## 演習問題
A: インタビュー記事のうち、「医薬品業界からFPへ!キャリアチェンジの契機とFPとしての想い」を含む語句で始まり「FP」として活動しています。」で終わる部分を、一字一句たがえずに書き写してください。
B: インタビュー記事によると、芳川さんはどこに住んでいますか。

------ 本文抜粋 ------

FP情報:芳川 宏輔

株式会社ウィンカム
CFP認定ファイナンシャルプランナー
金融商品・保険商品を一切販売せずコンサルティングに徹するFP。
保険・住宅ローン・資産運用・NISA等サポートは多岐に渡る。
年間100回以上の面談を実施し、延べ相談実績は300回を超える。
医薬品業界からFPへ!キャリアチェンジの契機とFPとしての想い
パーソナルな背景とキャリアについて

コーパス編集部:
今回は、ファイナンシャルプランナー(FP)の中でもかなり珍しい、独立系かつ有料での相談を事業として行っている芳川さんにお話を伺います。
よろしくお願いします。

はい、よろしくお願いします。
コーパス編集部:
では簡単にプロフィールをお聞きしてもよろしいでしょうか。

私は現在30代で茨城に住んでおり、いわゆる「独立系の有料相談FP」として活動しています。

------ 与えられた情報 ------

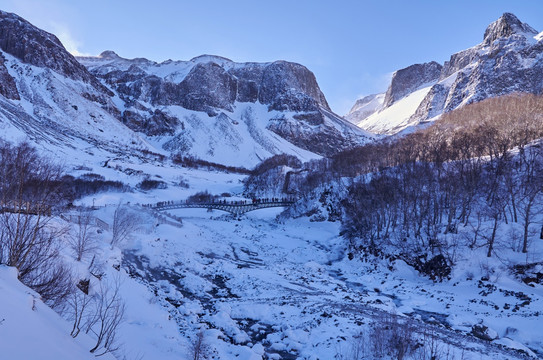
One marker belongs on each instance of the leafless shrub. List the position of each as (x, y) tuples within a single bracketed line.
[(107, 314), (124, 224), (83, 239), (79, 306), (199, 348)]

------

## 解答結果
A:
医薬品業界からFPへ!キャリアチェンジの契機とFPとしての想い
パーソナルな背景とキャリアについて

コーパス編集部:
今回は、ファイナンシャルプランナー(FP)の中でもかなり珍しい、独立系かつ有料での相談を事業として行っている芳川さんにお話を伺います。
よろしくお願いします。

はい、よろしくお願いします。
コーパス編集部:
では簡単にプロフィールをお聞きしてもよろしいでしょうか。

私は現在30代で茨城に住んでおり、いわゆる「独立系の有料相談FP」として活動しています。

B: 茨城に住んでいます。